- **Problem requirements**: Please provide the entries below again, word for word.
[Opening Supplied material section]
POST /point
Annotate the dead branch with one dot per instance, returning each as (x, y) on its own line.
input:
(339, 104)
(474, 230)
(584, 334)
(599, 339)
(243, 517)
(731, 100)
[Closing Supplied material section]
- **Completed task**:
POST /point
Annotate the dead branch with one dot per instance, returning each as (x, y) on its own line.
input:
(339, 104)
(474, 230)
(584, 334)
(599, 339)
(243, 517)
(731, 100)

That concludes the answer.